Problem to solve
Each and every line of the data must appear exactly as given.

Given information
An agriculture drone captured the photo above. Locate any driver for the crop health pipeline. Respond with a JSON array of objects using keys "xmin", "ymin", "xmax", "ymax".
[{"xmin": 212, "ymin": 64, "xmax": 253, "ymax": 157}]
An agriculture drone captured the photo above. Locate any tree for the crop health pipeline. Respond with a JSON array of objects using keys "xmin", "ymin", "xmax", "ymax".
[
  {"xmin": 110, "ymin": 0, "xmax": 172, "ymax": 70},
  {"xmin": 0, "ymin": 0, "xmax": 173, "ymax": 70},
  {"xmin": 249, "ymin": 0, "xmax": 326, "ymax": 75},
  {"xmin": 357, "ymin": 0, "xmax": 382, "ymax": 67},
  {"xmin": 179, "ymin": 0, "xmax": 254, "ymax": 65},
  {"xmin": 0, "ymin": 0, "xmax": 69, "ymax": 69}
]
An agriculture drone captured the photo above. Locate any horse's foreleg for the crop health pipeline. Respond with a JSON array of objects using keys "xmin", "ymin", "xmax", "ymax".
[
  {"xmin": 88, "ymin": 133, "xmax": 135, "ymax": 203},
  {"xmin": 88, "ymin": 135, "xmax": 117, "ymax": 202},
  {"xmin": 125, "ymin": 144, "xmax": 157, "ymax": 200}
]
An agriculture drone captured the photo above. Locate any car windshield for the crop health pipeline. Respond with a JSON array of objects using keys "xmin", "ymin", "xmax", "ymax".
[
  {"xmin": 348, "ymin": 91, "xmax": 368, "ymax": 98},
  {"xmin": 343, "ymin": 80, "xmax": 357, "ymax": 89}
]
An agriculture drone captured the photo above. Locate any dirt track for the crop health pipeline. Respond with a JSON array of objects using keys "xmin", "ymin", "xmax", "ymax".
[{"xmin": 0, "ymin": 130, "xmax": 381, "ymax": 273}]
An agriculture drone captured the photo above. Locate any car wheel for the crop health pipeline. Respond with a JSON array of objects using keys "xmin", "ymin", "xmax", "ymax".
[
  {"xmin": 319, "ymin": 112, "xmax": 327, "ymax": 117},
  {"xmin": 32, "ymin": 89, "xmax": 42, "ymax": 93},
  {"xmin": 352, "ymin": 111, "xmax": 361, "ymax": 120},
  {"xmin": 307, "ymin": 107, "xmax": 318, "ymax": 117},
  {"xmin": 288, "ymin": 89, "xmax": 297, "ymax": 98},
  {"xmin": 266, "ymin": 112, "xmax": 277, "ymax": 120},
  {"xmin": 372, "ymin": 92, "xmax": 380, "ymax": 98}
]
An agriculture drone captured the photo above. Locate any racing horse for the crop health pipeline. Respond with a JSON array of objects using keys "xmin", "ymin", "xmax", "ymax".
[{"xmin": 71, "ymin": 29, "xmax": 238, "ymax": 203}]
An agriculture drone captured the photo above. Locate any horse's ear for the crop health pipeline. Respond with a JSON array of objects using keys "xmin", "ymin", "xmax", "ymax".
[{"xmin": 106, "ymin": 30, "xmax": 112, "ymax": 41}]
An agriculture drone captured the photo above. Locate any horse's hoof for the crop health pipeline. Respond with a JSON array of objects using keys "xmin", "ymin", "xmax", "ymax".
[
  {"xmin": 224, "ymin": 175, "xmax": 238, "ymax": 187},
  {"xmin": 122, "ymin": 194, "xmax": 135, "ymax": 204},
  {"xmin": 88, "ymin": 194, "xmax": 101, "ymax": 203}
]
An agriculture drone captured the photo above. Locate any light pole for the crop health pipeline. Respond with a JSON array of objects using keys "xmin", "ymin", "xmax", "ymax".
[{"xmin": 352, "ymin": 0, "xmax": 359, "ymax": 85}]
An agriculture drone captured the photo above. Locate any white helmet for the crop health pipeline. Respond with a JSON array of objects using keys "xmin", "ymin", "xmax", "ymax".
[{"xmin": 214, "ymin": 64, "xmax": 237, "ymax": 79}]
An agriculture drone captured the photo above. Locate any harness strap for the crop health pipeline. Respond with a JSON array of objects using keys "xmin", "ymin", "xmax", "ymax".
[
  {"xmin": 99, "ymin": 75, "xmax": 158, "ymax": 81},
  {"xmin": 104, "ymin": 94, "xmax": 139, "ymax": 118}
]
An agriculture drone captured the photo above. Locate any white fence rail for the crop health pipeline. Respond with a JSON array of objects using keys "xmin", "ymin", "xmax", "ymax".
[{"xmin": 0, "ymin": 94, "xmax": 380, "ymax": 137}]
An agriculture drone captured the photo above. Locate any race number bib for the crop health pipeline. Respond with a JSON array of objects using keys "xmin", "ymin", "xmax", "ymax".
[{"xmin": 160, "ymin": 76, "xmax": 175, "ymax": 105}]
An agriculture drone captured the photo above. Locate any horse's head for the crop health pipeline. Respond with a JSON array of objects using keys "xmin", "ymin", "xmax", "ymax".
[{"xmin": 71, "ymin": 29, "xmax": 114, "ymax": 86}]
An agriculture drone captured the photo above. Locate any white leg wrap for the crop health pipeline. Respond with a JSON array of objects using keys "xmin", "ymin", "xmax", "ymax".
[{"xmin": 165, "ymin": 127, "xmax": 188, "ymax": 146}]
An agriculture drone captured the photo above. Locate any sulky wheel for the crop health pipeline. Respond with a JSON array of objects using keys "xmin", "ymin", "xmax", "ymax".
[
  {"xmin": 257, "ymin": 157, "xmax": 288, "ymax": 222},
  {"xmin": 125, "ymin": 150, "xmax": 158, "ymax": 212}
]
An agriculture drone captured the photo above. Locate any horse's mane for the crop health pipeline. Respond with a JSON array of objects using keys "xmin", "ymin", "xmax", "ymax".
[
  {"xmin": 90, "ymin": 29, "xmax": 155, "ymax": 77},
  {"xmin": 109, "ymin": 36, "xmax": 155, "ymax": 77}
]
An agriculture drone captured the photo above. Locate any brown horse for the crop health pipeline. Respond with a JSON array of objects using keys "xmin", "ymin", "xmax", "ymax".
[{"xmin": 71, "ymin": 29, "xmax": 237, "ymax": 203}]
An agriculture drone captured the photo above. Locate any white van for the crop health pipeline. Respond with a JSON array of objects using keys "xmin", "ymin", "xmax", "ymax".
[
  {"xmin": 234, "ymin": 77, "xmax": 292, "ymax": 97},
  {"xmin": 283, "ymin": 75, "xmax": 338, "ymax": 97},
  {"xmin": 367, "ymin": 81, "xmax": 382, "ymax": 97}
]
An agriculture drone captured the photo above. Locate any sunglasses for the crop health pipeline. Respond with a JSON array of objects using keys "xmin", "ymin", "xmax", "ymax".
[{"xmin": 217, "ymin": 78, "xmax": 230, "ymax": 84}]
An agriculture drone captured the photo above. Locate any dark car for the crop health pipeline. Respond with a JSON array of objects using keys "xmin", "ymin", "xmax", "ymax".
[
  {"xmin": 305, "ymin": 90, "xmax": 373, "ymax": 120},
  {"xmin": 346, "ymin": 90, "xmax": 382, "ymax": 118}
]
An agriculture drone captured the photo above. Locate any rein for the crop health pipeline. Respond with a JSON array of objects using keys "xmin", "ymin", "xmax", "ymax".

Exercise response
An agriculture drone captured the photo above. Locate any driver for the crop health pipeline. Respond with a JSON array of objects using keys "xmin", "ymin", "xmax", "ymax".
[{"xmin": 212, "ymin": 64, "xmax": 253, "ymax": 157}]
An agriculture drone captured the photo above. Locate any tree for the crop health pipeline. Respond with a JSON array of objects using keys "xmin", "ymin", "xmax", "ymax".
[
  {"xmin": 110, "ymin": 0, "xmax": 172, "ymax": 70},
  {"xmin": 0, "ymin": 0, "xmax": 173, "ymax": 70},
  {"xmin": 249, "ymin": 0, "xmax": 326, "ymax": 75},
  {"xmin": 357, "ymin": 0, "xmax": 382, "ymax": 67},
  {"xmin": 179, "ymin": 0, "xmax": 254, "ymax": 65},
  {"xmin": 0, "ymin": 0, "xmax": 69, "ymax": 69}
]
An agriculture drone captured the photo above. Locate any horse's foreleg for the crop health pipeline. Respond with a JSON array of objects using keys "xmin", "ymin", "xmax", "ymax".
[
  {"xmin": 88, "ymin": 133, "xmax": 135, "ymax": 203},
  {"xmin": 88, "ymin": 135, "xmax": 117, "ymax": 202},
  {"xmin": 125, "ymin": 144, "xmax": 157, "ymax": 200}
]
An agriculture drone captured the photo above. Locate any car windshield for the crop health pipeline. Respond with a JSON array of objects using keys "xmin", "ymin", "xmax", "ymax".
[
  {"xmin": 348, "ymin": 91, "xmax": 368, "ymax": 98},
  {"xmin": 343, "ymin": 80, "xmax": 357, "ymax": 89}
]
An agriculture drone captured the photo above. Locate any dirt track for the crop health pipeline. Respond with a JSON array of objects using keys "xmin", "ymin", "xmax", "ymax".
[{"xmin": 0, "ymin": 130, "xmax": 381, "ymax": 273}]
An agriculture drone captured the photo above. Locate any car wheel for the crop health pipeline. Respond with a JSON array of objects using keys "xmin", "ymin", "xmax", "ymax".
[
  {"xmin": 319, "ymin": 112, "xmax": 327, "ymax": 117},
  {"xmin": 32, "ymin": 89, "xmax": 42, "ymax": 93},
  {"xmin": 352, "ymin": 111, "xmax": 361, "ymax": 120},
  {"xmin": 307, "ymin": 107, "xmax": 318, "ymax": 117},
  {"xmin": 288, "ymin": 89, "xmax": 297, "ymax": 98},
  {"xmin": 266, "ymin": 112, "xmax": 277, "ymax": 120},
  {"xmin": 372, "ymin": 92, "xmax": 380, "ymax": 98}
]
An agriculture drone captured the photo above. Locate any racing horse for the crop health pipeline. Respond with a JSON array of objects using keys "xmin", "ymin", "xmax", "ymax".
[{"xmin": 71, "ymin": 29, "xmax": 238, "ymax": 203}]
An agriculture drone captured the photo above. Locate any horse's ear for the crop health pipeline. Respond with a JSON array of objects using keys "xmin", "ymin", "xmax", "ymax".
[{"xmin": 106, "ymin": 30, "xmax": 112, "ymax": 41}]
An agriculture drone captured the photo above. Locate any horse's hoof for the crop health pipeline. Respond with a JSON array of objects using keys "xmin", "ymin", "xmax", "ymax".
[
  {"xmin": 224, "ymin": 175, "xmax": 238, "ymax": 187},
  {"xmin": 122, "ymin": 194, "xmax": 135, "ymax": 204},
  {"xmin": 88, "ymin": 194, "xmax": 101, "ymax": 203}
]
An agriculture drone captured the photo above. Locate any light pole for the crop health pipeline. Respond with a JSON array of objects using keys "xmin", "ymin", "xmax", "ymax".
[{"xmin": 352, "ymin": 0, "xmax": 359, "ymax": 85}]
An agriculture drone captured the photo above. Locate any white helmet for the crop health pipeline. Respond with a JSON array of objects using keys "xmin", "ymin", "xmax", "ymax".
[{"xmin": 214, "ymin": 64, "xmax": 237, "ymax": 79}]
An agriculture drone captured the photo above. Locate any harness strap for the crop health pipeline. Respond with a JSON array of objects using keys "xmin", "ymin", "xmax", "ymax".
[
  {"xmin": 99, "ymin": 75, "xmax": 158, "ymax": 81},
  {"xmin": 104, "ymin": 94, "xmax": 139, "ymax": 118}
]
An agriculture drone captured the photo above. Locate any white fence rail for the crop health pipeline. Respond with a JSON array of objects using keys "xmin", "ymin", "xmax", "ymax".
[{"xmin": 0, "ymin": 94, "xmax": 380, "ymax": 137}]
An agriculture drone captured the photo above. Locate any race number bib for the crop health pipeline. Respond with a JSON array of objects using keys "xmin", "ymin", "xmax", "ymax".
[{"xmin": 160, "ymin": 76, "xmax": 175, "ymax": 105}]
An agriculture drone captured the photo above. Locate any horse's head for the crop health pipeline. Respond with a JSON array of objects using keys "xmin", "ymin", "xmax", "ymax".
[{"xmin": 71, "ymin": 29, "xmax": 114, "ymax": 86}]
An agriculture drone captured the photo above. Locate any white leg wrap for the crop health pipeline. Respond with a JSON array of objects using keys "xmin", "ymin", "xmax", "ymax".
[{"xmin": 165, "ymin": 127, "xmax": 188, "ymax": 146}]
An agriculture drone captured the photo above. Locate any sulky wheel for the crop health pipeline. Respond with a JSON array of objects using keys "xmin", "ymin", "xmax", "ymax".
[
  {"xmin": 257, "ymin": 157, "xmax": 288, "ymax": 222},
  {"xmin": 125, "ymin": 150, "xmax": 158, "ymax": 212}
]
An agriculture drone captured the photo above. Locate any horse's mane for the crop health pipeline. Respond with a JSON array of objects using keys "xmin", "ymin", "xmax", "ymax".
[
  {"xmin": 90, "ymin": 29, "xmax": 155, "ymax": 77},
  {"xmin": 109, "ymin": 36, "xmax": 155, "ymax": 77}
]
An agriculture drone captured the photo above. Locate any brown horse for the crop health pipeline. Respond with a JSON array of objects using keys "xmin", "ymin", "xmax", "ymax".
[{"xmin": 71, "ymin": 29, "xmax": 237, "ymax": 203}]
An agriculture drone captured the photo above. Locate any white van for the crop health pipeline. Respond with a JSON array of objects using keys "xmin", "ymin", "xmax", "ymax".
[
  {"xmin": 234, "ymin": 77, "xmax": 292, "ymax": 97},
  {"xmin": 283, "ymin": 75, "xmax": 338, "ymax": 97},
  {"xmin": 367, "ymin": 81, "xmax": 382, "ymax": 97}
]
An agriculture drone captured the photo above. Locate any sunglasses for the crop health pipeline. Respond with a JSON array of objects using keys "xmin", "ymin", "xmax", "ymax".
[{"xmin": 217, "ymin": 78, "xmax": 230, "ymax": 84}]
An agriculture drone captured the photo above. Locate any dark car for the crop health pipeline. Respond with a JSON array of objects using keys "xmin", "ymin", "xmax", "ymax".
[
  {"xmin": 305, "ymin": 90, "xmax": 373, "ymax": 120},
  {"xmin": 346, "ymin": 90, "xmax": 382, "ymax": 118}
]
An agriculture drone captured the photo above. Locate any rein for the crop health pipeline. Respond with a JSON array of objects using keys "xmin", "ymin", "xmax", "ymax".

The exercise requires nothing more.